Task statement —
Write out the entries again. Match each one exactly.

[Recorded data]
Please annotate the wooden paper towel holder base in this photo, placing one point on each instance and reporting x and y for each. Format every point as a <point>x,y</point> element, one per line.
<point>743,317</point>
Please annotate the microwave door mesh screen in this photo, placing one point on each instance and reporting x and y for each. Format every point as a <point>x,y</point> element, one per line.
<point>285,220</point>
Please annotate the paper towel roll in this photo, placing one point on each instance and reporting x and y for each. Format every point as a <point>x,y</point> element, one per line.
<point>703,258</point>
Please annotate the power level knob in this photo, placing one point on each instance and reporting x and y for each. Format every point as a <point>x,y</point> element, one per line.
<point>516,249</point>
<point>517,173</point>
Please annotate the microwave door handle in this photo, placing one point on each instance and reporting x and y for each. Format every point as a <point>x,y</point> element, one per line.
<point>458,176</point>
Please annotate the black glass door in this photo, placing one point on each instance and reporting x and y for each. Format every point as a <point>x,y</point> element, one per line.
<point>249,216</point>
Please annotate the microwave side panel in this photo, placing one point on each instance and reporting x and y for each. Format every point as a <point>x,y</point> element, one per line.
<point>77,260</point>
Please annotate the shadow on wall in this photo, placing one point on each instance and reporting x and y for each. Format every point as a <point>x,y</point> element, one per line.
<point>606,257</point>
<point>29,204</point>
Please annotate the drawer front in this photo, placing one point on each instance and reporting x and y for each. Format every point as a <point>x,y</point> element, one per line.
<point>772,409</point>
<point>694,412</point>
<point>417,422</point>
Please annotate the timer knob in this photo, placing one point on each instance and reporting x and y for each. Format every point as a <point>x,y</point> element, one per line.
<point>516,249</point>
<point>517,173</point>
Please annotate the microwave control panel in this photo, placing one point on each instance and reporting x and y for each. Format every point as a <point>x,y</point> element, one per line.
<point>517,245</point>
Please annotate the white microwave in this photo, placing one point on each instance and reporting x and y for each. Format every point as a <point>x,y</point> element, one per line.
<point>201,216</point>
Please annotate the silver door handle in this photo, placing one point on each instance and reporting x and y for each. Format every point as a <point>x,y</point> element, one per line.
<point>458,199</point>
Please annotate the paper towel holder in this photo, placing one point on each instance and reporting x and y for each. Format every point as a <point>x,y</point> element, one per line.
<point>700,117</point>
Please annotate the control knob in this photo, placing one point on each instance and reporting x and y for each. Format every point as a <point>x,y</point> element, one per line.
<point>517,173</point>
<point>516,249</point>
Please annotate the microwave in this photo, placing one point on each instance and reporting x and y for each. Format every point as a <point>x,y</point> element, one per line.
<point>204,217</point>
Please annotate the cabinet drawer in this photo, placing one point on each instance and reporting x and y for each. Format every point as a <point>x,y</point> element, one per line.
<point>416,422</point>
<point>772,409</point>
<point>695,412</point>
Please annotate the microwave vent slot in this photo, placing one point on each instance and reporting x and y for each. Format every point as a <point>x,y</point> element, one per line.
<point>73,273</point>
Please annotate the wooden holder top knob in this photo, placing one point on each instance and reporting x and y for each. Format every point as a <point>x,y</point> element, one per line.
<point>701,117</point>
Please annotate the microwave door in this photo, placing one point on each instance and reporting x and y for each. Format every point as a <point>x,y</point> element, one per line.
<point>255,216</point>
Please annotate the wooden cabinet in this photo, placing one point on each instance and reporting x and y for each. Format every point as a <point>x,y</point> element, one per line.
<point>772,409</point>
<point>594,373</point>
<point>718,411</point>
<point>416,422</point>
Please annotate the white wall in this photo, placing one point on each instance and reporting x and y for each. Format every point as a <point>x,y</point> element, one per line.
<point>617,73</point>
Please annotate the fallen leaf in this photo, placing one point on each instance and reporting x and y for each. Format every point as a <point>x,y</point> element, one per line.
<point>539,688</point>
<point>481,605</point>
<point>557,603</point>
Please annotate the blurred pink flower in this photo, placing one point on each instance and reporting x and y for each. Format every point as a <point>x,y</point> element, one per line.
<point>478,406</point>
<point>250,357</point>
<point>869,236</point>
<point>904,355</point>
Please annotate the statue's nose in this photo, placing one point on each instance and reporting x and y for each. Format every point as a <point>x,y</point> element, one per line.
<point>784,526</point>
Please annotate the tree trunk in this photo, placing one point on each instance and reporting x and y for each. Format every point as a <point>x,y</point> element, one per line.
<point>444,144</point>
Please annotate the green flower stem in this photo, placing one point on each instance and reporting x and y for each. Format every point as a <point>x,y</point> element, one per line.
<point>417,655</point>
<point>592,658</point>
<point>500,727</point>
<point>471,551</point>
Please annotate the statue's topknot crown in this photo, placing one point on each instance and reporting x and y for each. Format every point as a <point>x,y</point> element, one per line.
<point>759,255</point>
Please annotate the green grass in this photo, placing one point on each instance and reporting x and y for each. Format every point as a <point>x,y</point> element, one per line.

Written answer —
Please annotate the wooden paper towel holder base in this photo, placing one point on each instance and reporting x and y for each. Format every point as a <point>x,y</point> element, one per line.
<point>743,317</point>
Please annotate the microwave door mesh screen in this photo, placing one point on each instance and reporting x and y for each. Format every point as a <point>x,y</point> element, one per line.
<point>285,220</point>
Please annotate the paper towel roll in this photo, placing one point on each instance and reporting x and y for each. Format every point as a <point>x,y</point> element, one per line.
<point>703,258</point>
Please annotate the power level knob in this photo, placing one point on each instance and reporting x and y for each. Format every point as a <point>x,y</point> element, one per line.
<point>516,249</point>
<point>517,173</point>
Please annotate the microwave door handle in this photo, placing one point on each instance and reporting x and y for each. Format every point as a <point>x,y</point> element, one per line.
<point>458,176</point>
Please annotate the black glass door in this photo, placing one point on each instance and reporting x and y for each. Format every point as a <point>x,y</point> element, one per line.
<point>249,216</point>
Please annotate the microwave side panel in this photo, placing one point on each instance and reporting x and y for each. Format every point as a <point>x,y</point> element, one per line.
<point>77,260</point>
Please annotate the shadow on wall in this photo, placing one point on each instance and reporting x and y for each. Format every point as a <point>x,y</point> element, one per line.
<point>606,257</point>
<point>29,204</point>
Please annotate the drawer front in this photo, placing one point on each instance and reporting x and y for each. Format every point as a <point>x,y</point> element, one per line.
<point>772,409</point>
<point>694,412</point>
<point>417,422</point>
Please annotate the timer knob in this photo, placing one point on each instance and reporting x and y for each. Format every point as a <point>x,y</point> element, one per line.
<point>516,249</point>
<point>517,173</point>
Please annotate the microwave control panel in this photo, placing one point on each instance and reporting x and y for each. Format every point as a <point>x,y</point> element, one per line.
<point>517,245</point>
Please annotate the white microwave in this photo, placing one point on each instance and reporting x and y for each. Format every point as a <point>x,y</point> element, one per line.
<point>201,216</point>
Please annotate the silver door handle in this photo, placing one point on each instance and reporting x and y for each. Format every point as a <point>x,y</point> element, one per line.
<point>458,199</point>
Please annotate the paper towel holder in this photo, placing one point on each instance and reporting x and y for each. Format every point as a <point>x,y</point> element, one per line.
<point>700,117</point>
Please annotate the control knob in this photo, placing one point on each instance and reporting x and y for each. Format every point as a <point>x,y</point> element, one per line.
<point>517,173</point>
<point>516,249</point>
Please annotate the microwave in this photo, placing one point on each instance and reporting x and y for each. Format every point as a <point>x,y</point> element, one per line.
<point>204,217</point>
Please annotate the cabinet drawer in this photo, placing one point on each instance and reporting x and y for each. Format every point as a <point>x,y</point> element, one per line.
<point>416,422</point>
<point>772,409</point>
<point>695,412</point>
Please annotate the microwave vent slot in this photo, placing one point on each instance and reporting x and y for each. Format every point as a <point>x,y</point> element, one per line.
<point>73,273</point>
Please annotate the wooden holder top knob in this photo, placing one point on each instance and reporting x and y for each. Format every point as a <point>x,y</point> element, one per line.
<point>701,117</point>
Please annotate the microwave door in this photo, placing one point on each instance and reporting x and y for each. Format every point as a <point>x,y</point> element, one per line.
<point>255,216</point>
Please annotate the wooden cabinet in this photo, placing one point on each instance and reporting x and y for each. Format every point as a <point>x,y</point> element, one per line.
<point>772,409</point>
<point>594,373</point>
<point>718,411</point>
<point>416,422</point>
Please annotate the white wall in this photo, placing one point on each instance and reporting x and y for each. Format every point as a <point>x,y</point> element, one per line.
<point>617,73</point>
Please annotate the fallen leaf in this photo, placing one point on each instance and reporting x and y for each. Format every point as a <point>x,y</point> element, one per line.
<point>539,688</point>
<point>481,605</point>
<point>557,603</point>
Please annotate the blurred pink flower in this photo, placing one point on each instance and reporting x and y for each. Format every point as a <point>x,y</point> element, one per line.
<point>478,406</point>
<point>250,357</point>
<point>869,236</point>
<point>904,355</point>
Please annotate the statue's nose in this photo, placing one point on each instance and reporting x and y for each. Format every point as a <point>x,y</point> element, one per line.
<point>784,526</point>
Please annotate the tree trunk in this photo, placing one point on each instance and reporting x and y for each. Format every point as a <point>x,y</point> element, one per line.
<point>444,144</point>
Please annotate the green flower stem in this photo, placing one point on each instance and reporting x and y for each. Format every point as a <point>x,y</point> element, one per line.
<point>417,655</point>
<point>592,658</point>
<point>500,727</point>
<point>471,551</point>
Please annotate the statue's topknot crown in this photo, placing one point on each instance and reporting x and y for each. Format every point as a <point>x,y</point> element, one per line.
<point>759,255</point>
Please annotate the green grass in this photo, placing one point on each instance and reporting x and y for each. Format every point as a <point>x,y</point> element, one per line.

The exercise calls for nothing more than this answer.